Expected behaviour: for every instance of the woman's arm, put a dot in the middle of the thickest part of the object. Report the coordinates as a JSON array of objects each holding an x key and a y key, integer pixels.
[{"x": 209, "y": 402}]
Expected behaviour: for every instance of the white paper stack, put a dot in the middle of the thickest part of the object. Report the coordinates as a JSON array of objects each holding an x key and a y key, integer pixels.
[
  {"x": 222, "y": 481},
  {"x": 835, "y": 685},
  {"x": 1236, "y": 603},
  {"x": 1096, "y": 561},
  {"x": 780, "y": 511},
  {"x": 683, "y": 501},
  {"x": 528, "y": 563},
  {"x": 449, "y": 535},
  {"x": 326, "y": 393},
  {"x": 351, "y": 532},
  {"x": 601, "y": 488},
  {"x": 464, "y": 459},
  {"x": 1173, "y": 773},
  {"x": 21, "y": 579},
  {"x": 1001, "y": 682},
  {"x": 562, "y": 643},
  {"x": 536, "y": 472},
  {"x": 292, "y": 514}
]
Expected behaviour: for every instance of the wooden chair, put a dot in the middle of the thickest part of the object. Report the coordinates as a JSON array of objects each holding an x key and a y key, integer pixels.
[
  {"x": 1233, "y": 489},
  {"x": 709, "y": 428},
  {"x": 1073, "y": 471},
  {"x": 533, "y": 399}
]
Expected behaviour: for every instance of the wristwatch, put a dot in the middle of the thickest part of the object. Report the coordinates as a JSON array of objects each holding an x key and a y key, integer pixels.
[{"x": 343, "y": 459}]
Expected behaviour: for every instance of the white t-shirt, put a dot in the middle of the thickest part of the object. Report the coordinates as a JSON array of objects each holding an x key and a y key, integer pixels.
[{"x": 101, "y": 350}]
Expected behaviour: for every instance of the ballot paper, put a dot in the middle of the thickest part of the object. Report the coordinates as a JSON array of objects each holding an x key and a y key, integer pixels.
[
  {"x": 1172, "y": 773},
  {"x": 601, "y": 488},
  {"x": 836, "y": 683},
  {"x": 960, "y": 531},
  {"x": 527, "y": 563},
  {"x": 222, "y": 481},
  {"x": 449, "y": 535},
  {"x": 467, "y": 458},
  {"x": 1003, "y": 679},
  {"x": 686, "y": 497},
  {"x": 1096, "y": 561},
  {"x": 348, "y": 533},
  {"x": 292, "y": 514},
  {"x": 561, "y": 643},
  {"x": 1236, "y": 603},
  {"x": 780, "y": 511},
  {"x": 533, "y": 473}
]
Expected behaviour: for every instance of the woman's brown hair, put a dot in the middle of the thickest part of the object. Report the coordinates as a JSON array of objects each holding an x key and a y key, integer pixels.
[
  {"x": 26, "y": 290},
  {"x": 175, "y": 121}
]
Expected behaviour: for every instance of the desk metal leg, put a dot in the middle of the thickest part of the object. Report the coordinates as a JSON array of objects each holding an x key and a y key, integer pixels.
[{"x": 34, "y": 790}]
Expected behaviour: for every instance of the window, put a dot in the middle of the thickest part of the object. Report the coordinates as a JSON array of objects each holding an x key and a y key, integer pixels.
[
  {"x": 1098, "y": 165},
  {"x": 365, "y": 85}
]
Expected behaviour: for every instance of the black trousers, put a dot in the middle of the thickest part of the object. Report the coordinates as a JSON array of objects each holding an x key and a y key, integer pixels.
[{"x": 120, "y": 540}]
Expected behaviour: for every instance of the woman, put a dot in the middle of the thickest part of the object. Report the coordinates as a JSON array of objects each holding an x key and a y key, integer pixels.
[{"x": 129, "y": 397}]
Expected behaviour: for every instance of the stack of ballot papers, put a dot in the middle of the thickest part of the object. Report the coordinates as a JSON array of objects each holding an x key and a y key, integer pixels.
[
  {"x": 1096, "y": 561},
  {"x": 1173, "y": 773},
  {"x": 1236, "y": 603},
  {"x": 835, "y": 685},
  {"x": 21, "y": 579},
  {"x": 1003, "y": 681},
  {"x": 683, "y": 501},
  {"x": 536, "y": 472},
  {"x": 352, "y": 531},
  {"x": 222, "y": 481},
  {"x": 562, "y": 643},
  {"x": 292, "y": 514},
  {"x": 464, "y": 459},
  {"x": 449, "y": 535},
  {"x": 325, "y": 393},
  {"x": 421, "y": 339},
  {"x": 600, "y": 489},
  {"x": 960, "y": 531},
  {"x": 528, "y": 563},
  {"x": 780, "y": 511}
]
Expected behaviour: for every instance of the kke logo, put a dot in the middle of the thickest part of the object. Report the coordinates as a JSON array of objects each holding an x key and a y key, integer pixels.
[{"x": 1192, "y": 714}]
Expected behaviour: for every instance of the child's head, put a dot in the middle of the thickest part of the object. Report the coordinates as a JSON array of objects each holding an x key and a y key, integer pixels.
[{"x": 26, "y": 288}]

◆ ◆ ◆ ◆ ◆ ◆ ◆

What you should do:
Give the entries again in full, exactly as they are written.

Output of the exercise:
Expected behaviour: for every instance of the woman's arm, put a dot in the middle of the thickest part of the object. Report the coordinates as a JSON array of objects each holding an x key and a y key, integer pixels.
[{"x": 209, "y": 402}]
Expected behaviour: for every instance of the white paper stack, put a dot in the middle of the thickest part of the object. Report the coordinates as a JSON array of objects each holding an x key and a y key, integer pixels.
[
  {"x": 222, "y": 481},
  {"x": 835, "y": 685},
  {"x": 1236, "y": 603},
  {"x": 1096, "y": 561},
  {"x": 780, "y": 511},
  {"x": 683, "y": 501},
  {"x": 528, "y": 563},
  {"x": 449, "y": 535},
  {"x": 326, "y": 393},
  {"x": 351, "y": 532},
  {"x": 601, "y": 488},
  {"x": 464, "y": 459},
  {"x": 1173, "y": 773},
  {"x": 21, "y": 579},
  {"x": 1001, "y": 682},
  {"x": 562, "y": 643},
  {"x": 536, "y": 472},
  {"x": 292, "y": 514}
]
Expected behaviour: for every instance of the wooden chair, put a dot in the middle of the thickest part of the object. Report the coordinates as a JSON array of objects each holding an x key and a y key, integer pixels.
[
  {"x": 1233, "y": 489},
  {"x": 709, "y": 428},
  {"x": 1073, "y": 471},
  {"x": 533, "y": 399}
]
Expected behaviour: for every instance of the wristwatch, put a dot in the middle of the thickest part of the object. Report the coordinates as a JSON array of objects each holding an x key and a y key, integer pixels.
[{"x": 343, "y": 459}]
Expected behaviour: for every instance of the white t-shirt, put a dot in the middle of the thickest part of the object. Report the coordinates as a JSON array of objects each holding an x key and a y key, integer pixels.
[{"x": 101, "y": 350}]
Expected behaviour: for every instance of the ballot paper, put a dot in the middle of the thickest part of the object. Report the coordinates as a JSON array of objects each holding an x key and a y key, integer pixels.
[
  {"x": 1172, "y": 773},
  {"x": 601, "y": 488},
  {"x": 836, "y": 683},
  {"x": 960, "y": 531},
  {"x": 527, "y": 563},
  {"x": 222, "y": 481},
  {"x": 449, "y": 535},
  {"x": 467, "y": 458},
  {"x": 1003, "y": 679},
  {"x": 686, "y": 497},
  {"x": 1096, "y": 561},
  {"x": 348, "y": 533},
  {"x": 292, "y": 514},
  {"x": 561, "y": 643},
  {"x": 1236, "y": 603},
  {"x": 780, "y": 511},
  {"x": 533, "y": 473}
]
Expected behaviour: for every instance of the woman's brown hair, put a dot in the middle of the thickest part of the object. Report the coordinates as a JSON array of objects each holding an x key and a y key, integer pixels.
[
  {"x": 26, "y": 290},
  {"x": 175, "y": 121}
]
Expected behaviour: for every instance of the desk metal leg, put a dot in the middle of the thickest part of the object. Report the coordinates as a JSON array of objects each holding an x key and a y key, integer pixels.
[{"x": 34, "y": 790}]
Expected behaviour: for every instance of the window, put a dot in the middle of the thickest part of the object. Report the coordinates as a JSON array of objects each holding an x key and a y key, integer pixels.
[
  {"x": 1098, "y": 165},
  {"x": 365, "y": 85}
]
Expected behaviour: for every instance of the black trousers, put a dot in the middle of the thickest part of the object. Report the coordinates as a JSON array of objects each holding an x key and a y key, integer pixels.
[{"x": 120, "y": 540}]
Expected behaviour: for every instance of the woman, put a dot in the middle of the thickest part of the object. Report the coordinates as a JSON array of objects each holding an x key and a y key, integer pixels.
[{"x": 129, "y": 397}]
Expected behaviour: for every instance of the stack of ballot papers, put a dot in the middle of the thickest part of the object. Report the coordinates as a JSON array of objects each holding an x key and a y key, integer pixels.
[
  {"x": 1096, "y": 561},
  {"x": 1173, "y": 773},
  {"x": 1236, "y": 603},
  {"x": 835, "y": 685},
  {"x": 21, "y": 579},
  {"x": 1003, "y": 681},
  {"x": 683, "y": 501},
  {"x": 536, "y": 472},
  {"x": 352, "y": 531},
  {"x": 222, "y": 481},
  {"x": 562, "y": 643},
  {"x": 292, "y": 514},
  {"x": 464, "y": 459},
  {"x": 449, "y": 535},
  {"x": 325, "y": 393},
  {"x": 421, "y": 339},
  {"x": 600, "y": 489},
  {"x": 960, "y": 531},
  {"x": 528, "y": 563},
  {"x": 780, "y": 511}
]
Expected behaviour: for every instance of the kke logo, put a dot in the middle of the thickest part of the object. Report the coordinates as a JSON array of objects each holding an x key and a y key, integer pixels.
[{"x": 1192, "y": 714}]
Expected behaviour: for every instance of the child's head, put a dot in the middle of the thickest part of the object. Report the coordinates as a JSON array of objects each holding an x key and a y key, integer pixels.
[{"x": 26, "y": 288}]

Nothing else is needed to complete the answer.